> STATED GOAL 1
Say whether each of the following statements agrees with the Girona cycling text, giving yes or no and quoting the words of the text that settle it. (a) The climb up to La Mare De Due Del Mont is 18km long at an average gradient of 6%. (b) The planned day of riding would cover less than 100km. (c) The scenery north of the city reminds the writer of Tuscany more than of Spain.

[START OF EXTRACT PROVIDED]

I’m used to putting my bike on an aircraft to take photographs around the world so this limbo has given me time to dream. One ride I keep coming back to is the holiday my wife and I had planned to Girona, which is situated in the North-East of Spain. Girona is a beautiful medieval city surrounded by hills and stunning countryside. It’s a popular place for cyclists – in fact if you're going for a Strava KOM you'll most likely be battling with the best climbers in the world due to the world-tour riders who live or train there.
My perfect day in Girona would take in the climbs of La Mare De Due Del Mont and Rocacorba, arguably the most famous climb in Girona. It would be almost 150km and over 3300m of climbing so a pretty solid day!
But it would start with an easy coffee on a balcony overlooking River Onyar near the famous Pont de les Peixateries Velles bridge. We’d saddle up and head north out of the city towards Vilademuls. The scenery always reminds me of the Italian region of Tuscany rather than Spain. Rolling hills, verdant long grass and no cars. Beautiful, and typical of riding in the Girona region.
The climb up to La Mare De Due Del Mont is my kind of climb, 18km at an average of 6% with 940m of climbing. It’s the sort of climb for sitting at your sweet spot (75-85% max heart rate) and keeping a good average cadence. It’s a stunning climb with rewarding views all the way up.
Once you crest the climb you face a fast-flowing descent before meandering towards Lago Banyoles. If you're not on a mission, this is an excellent place to stop for some tapas overlooking the lake. Don't overeat as you've got Rocacorba to come!

[END OF EXTRACT PROVIDED]
[START OF DATA FOR THIS EXERCISE]

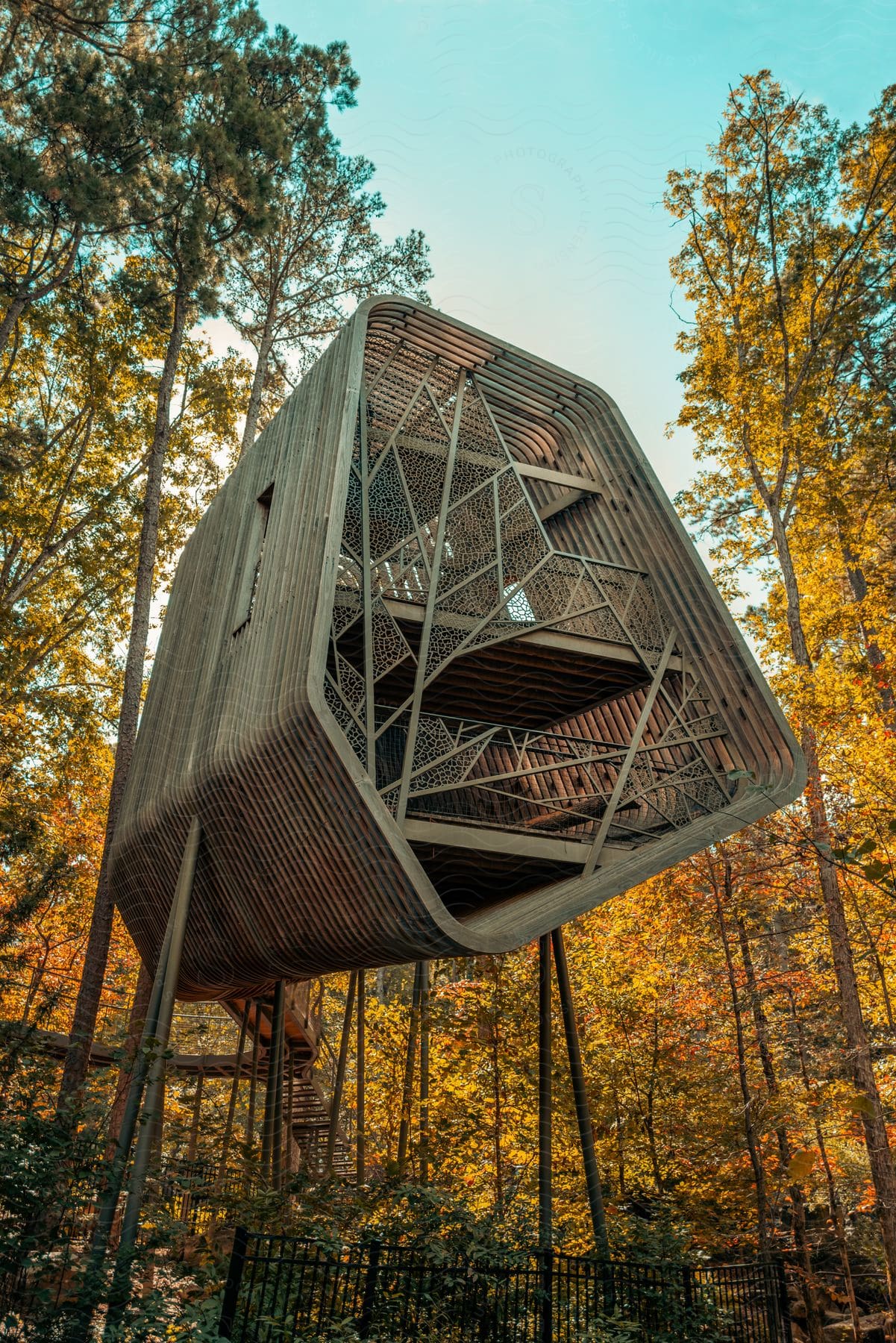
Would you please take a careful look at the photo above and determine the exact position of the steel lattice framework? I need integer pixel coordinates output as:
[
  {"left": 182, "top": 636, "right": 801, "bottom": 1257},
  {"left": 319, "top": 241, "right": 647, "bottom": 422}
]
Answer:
[{"left": 113, "top": 298, "right": 803, "bottom": 997}]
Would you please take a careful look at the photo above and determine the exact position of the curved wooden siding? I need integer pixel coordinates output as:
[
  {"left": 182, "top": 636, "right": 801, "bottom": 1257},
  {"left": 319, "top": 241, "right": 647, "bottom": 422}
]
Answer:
[{"left": 111, "top": 298, "right": 803, "bottom": 998}]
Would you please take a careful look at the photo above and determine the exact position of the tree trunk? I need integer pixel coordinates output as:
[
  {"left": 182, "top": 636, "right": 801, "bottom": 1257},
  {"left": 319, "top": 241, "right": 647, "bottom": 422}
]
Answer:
[
  {"left": 841, "top": 537, "right": 896, "bottom": 725},
  {"left": 770, "top": 507, "right": 896, "bottom": 1300},
  {"left": 239, "top": 322, "right": 274, "bottom": 457},
  {"left": 711, "top": 860, "right": 768, "bottom": 1254},
  {"left": 785, "top": 977, "right": 861, "bottom": 1343},
  {"left": 0, "top": 298, "right": 25, "bottom": 349},
  {"left": 738, "top": 917, "right": 825, "bottom": 1343},
  {"left": 57, "top": 289, "right": 187, "bottom": 1118},
  {"left": 106, "top": 960, "right": 151, "bottom": 1160},
  {"left": 490, "top": 959, "right": 504, "bottom": 1212}
]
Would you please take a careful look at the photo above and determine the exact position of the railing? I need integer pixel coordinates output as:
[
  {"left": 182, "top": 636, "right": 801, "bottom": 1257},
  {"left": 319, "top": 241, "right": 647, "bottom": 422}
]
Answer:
[
  {"left": 219, "top": 1227, "right": 792, "bottom": 1343},
  {"left": 376, "top": 709, "right": 733, "bottom": 846}
]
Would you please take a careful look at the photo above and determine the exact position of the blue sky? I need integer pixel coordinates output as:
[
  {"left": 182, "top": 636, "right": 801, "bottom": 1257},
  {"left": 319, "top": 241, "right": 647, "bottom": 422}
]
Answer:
[{"left": 252, "top": 0, "right": 896, "bottom": 493}]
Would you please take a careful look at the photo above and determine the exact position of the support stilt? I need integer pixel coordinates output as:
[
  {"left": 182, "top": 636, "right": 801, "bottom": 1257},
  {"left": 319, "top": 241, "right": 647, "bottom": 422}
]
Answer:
[
  {"left": 187, "top": 1073, "right": 205, "bottom": 1162},
  {"left": 283, "top": 1049, "right": 295, "bottom": 1178},
  {"left": 421, "top": 960, "right": 430, "bottom": 1185},
  {"left": 70, "top": 865, "right": 178, "bottom": 1340},
  {"left": 215, "top": 998, "right": 250, "bottom": 1189},
  {"left": 396, "top": 960, "right": 423, "bottom": 1175},
  {"left": 551, "top": 928, "right": 610, "bottom": 1259},
  {"left": 325, "top": 970, "right": 357, "bottom": 1175},
  {"left": 104, "top": 816, "right": 200, "bottom": 1340},
  {"left": 266, "top": 979, "right": 286, "bottom": 1190},
  {"left": 245, "top": 998, "right": 262, "bottom": 1156},
  {"left": 539, "top": 933, "right": 554, "bottom": 1343},
  {"left": 354, "top": 970, "right": 367, "bottom": 1189}
]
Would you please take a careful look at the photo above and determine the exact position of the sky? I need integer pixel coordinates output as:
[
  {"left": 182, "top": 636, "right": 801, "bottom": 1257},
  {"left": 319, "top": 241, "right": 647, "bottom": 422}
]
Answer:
[{"left": 242, "top": 0, "right": 896, "bottom": 493}]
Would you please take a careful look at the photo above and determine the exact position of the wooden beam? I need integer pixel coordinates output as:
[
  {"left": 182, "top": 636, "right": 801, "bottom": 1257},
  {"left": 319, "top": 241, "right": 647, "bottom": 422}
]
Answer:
[
  {"left": 515, "top": 462, "right": 603, "bottom": 494},
  {"left": 401, "top": 819, "right": 631, "bottom": 868}
]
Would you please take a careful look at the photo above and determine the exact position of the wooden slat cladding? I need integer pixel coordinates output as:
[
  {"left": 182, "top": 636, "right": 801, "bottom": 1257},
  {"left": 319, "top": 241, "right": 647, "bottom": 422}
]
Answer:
[{"left": 111, "top": 298, "right": 802, "bottom": 998}]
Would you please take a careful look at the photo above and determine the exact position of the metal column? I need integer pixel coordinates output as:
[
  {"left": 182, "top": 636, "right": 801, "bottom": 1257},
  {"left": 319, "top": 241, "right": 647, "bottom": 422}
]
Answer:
[
  {"left": 539, "top": 933, "right": 554, "bottom": 1343},
  {"left": 551, "top": 928, "right": 610, "bottom": 1259},
  {"left": 104, "top": 816, "right": 200, "bottom": 1339}
]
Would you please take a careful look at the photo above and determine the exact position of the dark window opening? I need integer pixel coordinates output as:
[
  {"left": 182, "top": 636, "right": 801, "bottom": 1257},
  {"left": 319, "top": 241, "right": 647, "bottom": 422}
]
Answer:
[{"left": 234, "top": 480, "right": 274, "bottom": 634}]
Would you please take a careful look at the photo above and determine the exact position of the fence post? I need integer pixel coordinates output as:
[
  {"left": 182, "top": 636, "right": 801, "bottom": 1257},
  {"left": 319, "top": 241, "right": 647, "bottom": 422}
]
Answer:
[
  {"left": 681, "top": 1264, "right": 693, "bottom": 1311},
  {"left": 218, "top": 1226, "right": 248, "bottom": 1339},
  {"left": 357, "top": 1241, "right": 381, "bottom": 1339},
  {"left": 774, "top": 1259, "right": 794, "bottom": 1343}
]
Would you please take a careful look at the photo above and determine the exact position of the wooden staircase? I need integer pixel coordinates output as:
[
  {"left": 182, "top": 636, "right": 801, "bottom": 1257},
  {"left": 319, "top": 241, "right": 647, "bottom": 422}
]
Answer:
[{"left": 225, "top": 983, "right": 356, "bottom": 1180}]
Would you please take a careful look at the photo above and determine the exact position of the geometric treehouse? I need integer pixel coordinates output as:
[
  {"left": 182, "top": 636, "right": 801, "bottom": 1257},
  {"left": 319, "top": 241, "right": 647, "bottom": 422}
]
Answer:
[{"left": 107, "top": 298, "right": 802, "bottom": 997}]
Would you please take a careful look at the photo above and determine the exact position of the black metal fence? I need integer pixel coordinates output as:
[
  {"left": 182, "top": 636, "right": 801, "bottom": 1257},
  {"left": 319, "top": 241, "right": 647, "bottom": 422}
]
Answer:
[{"left": 220, "top": 1227, "right": 792, "bottom": 1343}]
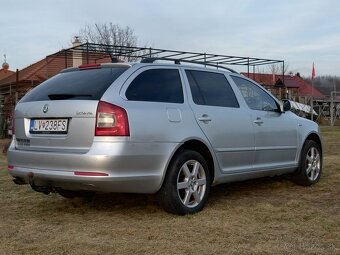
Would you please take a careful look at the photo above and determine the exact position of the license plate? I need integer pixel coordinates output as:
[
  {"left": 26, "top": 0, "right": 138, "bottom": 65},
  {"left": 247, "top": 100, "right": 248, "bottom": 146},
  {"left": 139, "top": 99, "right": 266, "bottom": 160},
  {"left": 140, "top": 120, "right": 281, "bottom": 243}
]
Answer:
[{"left": 30, "top": 119, "right": 68, "bottom": 134}]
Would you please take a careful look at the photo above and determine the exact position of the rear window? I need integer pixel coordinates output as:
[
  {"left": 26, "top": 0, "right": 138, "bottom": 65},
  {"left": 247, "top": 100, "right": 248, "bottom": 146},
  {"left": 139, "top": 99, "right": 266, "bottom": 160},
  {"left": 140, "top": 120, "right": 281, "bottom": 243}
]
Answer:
[{"left": 21, "top": 67, "right": 127, "bottom": 102}]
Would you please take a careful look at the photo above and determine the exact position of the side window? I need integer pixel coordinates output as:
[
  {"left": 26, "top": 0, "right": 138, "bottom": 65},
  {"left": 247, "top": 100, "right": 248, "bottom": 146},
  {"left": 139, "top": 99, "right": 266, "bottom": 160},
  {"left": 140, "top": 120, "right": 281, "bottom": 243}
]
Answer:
[
  {"left": 186, "top": 70, "right": 239, "bottom": 108},
  {"left": 230, "top": 75, "right": 278, "bottom": 111},
  {"left": 125, "top": 69, "right": 184, "bottom": 103}
]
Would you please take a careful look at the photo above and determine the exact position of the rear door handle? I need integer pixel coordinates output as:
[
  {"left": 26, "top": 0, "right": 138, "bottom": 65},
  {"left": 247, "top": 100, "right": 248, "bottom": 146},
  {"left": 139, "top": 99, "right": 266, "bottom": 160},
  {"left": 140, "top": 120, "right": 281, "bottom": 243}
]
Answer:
[
  {"left": 198, "top": 114, "right": 211, "bottom": 122},
  {"left": 254, "top": 117, "right": 263, "bottom": 125}
]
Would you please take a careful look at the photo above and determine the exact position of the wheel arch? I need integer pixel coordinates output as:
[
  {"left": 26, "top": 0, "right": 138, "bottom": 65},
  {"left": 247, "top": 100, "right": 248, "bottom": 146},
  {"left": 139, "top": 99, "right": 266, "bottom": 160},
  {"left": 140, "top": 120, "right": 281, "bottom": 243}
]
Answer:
[
  {"left": 301, "top": 133, "right": 322, "bottom": 153},
  {"left": 161, "top": 139, "right": 215, "bottom": 186}
]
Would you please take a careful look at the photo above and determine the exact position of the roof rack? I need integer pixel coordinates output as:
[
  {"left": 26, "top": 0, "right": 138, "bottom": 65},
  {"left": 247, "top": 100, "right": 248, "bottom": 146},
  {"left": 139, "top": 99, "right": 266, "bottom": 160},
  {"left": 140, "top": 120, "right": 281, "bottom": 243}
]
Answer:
[
  {"left": 46, "top": 43, "right": 285, "bottom": 80},
  {"left": 141, "top": 58, "right": 238, "bottom": 73}
]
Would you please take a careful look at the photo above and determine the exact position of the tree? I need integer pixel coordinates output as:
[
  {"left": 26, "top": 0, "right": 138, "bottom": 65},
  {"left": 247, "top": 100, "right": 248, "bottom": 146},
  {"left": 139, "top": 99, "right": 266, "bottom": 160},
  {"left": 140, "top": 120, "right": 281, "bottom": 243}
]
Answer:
[{"left": 79, "top": 22, "right": 146, "bottom": 61}]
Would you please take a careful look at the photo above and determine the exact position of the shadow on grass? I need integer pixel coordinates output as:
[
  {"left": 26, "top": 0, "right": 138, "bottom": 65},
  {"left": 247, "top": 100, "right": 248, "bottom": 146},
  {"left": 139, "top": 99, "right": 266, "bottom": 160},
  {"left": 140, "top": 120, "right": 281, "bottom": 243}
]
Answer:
[{"left": 42, "top": 176, "right": 294, "bottom": 214}]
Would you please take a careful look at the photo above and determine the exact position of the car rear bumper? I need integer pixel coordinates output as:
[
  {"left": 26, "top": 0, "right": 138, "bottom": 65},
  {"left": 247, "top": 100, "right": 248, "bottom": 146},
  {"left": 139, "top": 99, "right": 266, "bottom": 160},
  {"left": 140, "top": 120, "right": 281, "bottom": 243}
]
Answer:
[{"left": 8, "top": 138, "right": 178, "bottom": 193}]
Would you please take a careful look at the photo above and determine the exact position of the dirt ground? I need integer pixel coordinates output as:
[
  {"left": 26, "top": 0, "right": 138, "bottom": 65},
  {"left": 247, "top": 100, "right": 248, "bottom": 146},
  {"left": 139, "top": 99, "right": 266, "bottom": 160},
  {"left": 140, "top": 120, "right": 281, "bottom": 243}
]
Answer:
[{"left": 0, "top": 127, "right": 340, "bottom": 255}]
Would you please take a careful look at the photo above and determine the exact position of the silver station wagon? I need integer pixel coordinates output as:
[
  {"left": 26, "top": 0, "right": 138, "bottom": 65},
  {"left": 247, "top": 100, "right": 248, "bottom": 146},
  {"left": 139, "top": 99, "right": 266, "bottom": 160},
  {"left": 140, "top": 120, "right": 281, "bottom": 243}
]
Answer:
[{"left": 8, "top": 59, "right": 322, "bottom": 215}]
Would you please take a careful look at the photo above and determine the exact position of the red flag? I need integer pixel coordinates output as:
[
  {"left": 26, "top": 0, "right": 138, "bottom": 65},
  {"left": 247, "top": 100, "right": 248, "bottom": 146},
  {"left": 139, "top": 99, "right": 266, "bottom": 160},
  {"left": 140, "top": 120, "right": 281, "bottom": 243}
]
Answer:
[{"left": 312, "top": 62, "right": 315, "bottom": 80}]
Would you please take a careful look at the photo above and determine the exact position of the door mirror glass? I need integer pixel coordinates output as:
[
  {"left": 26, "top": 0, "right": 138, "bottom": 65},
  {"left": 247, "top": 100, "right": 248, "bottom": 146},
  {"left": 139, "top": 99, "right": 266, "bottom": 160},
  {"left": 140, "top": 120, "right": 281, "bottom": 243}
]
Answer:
[{"left": 283, "top": 100, "right": 292, "bottom": 112}]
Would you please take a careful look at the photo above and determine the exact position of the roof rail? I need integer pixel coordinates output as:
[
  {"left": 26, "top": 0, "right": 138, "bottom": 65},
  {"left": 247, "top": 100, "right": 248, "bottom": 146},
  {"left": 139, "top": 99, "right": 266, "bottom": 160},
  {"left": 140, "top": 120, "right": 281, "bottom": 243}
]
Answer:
[{"left": 141, "top": 58, "right": 238, "bottom": 73}]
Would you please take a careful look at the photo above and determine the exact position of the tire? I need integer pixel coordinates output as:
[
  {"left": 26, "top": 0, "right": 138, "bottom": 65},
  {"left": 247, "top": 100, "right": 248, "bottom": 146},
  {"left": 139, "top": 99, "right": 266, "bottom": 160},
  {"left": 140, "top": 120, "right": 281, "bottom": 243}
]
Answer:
[
  {"left": 158, "top": 150, "right": 210, "bottom": 215},
  {"left": 56, "top": 188, "right": 95, "bottom": 198},
  {"left": 293, "top": 140, "right": 322, "bottom": 186}
]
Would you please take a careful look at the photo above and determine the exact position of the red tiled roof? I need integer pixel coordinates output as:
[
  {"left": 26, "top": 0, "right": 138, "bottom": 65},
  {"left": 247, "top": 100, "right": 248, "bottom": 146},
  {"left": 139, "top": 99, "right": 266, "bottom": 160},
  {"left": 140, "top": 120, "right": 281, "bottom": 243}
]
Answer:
[
  {"left": 0, "top": 51, "right": 111, "bottom": 86},
  {"left": 242, "top": 73, "right": 325, "bottom": 98}
]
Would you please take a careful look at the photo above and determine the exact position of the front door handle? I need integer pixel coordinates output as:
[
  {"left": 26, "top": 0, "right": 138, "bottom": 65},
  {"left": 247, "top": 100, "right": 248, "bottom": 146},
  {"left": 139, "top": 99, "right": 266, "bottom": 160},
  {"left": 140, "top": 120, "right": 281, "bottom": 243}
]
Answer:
[
  {"left": 198, "top": 114, "right": 211, "bottom": 122},
  {"left": 254, "top": 117, "right": 263, "bottom": 125}
]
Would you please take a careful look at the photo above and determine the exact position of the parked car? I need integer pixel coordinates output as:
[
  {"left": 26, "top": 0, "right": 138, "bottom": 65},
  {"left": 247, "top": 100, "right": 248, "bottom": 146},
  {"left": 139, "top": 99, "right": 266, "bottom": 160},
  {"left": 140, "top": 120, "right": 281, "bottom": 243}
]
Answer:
[{"left": 8, "top": 59, "right": 322, "bottom": 215}]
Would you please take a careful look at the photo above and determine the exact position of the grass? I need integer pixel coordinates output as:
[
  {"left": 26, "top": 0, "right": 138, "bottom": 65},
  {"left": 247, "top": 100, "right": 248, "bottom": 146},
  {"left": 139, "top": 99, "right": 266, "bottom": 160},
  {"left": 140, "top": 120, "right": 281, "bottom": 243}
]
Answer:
[{"left": 0, "top": 127, "right": 340, "bottom": 255}]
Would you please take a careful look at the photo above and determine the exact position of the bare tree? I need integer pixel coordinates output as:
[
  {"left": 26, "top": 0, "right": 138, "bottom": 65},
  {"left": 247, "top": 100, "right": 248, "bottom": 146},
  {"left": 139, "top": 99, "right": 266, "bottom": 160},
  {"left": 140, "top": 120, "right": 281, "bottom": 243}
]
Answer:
[{"left": 79, "top": 22, "right": 146, "bottom": 61}]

[END OF DATA FOR THIS EXERCISE]

> STATED GOAL 2
Count the lines of the records that contain the string "grass", and give only the number.

> CORRECT ANSWER 1
(a) Yes: "18km at an average of 6% with 940m of climbing."
(b) No: "It would be almost 150km and over 3300m of climbing."
(c) Yes: "The scenery always reminds me of the Italian region of Tuscany rather than Spain."

> CORRECT ANSWER 2
2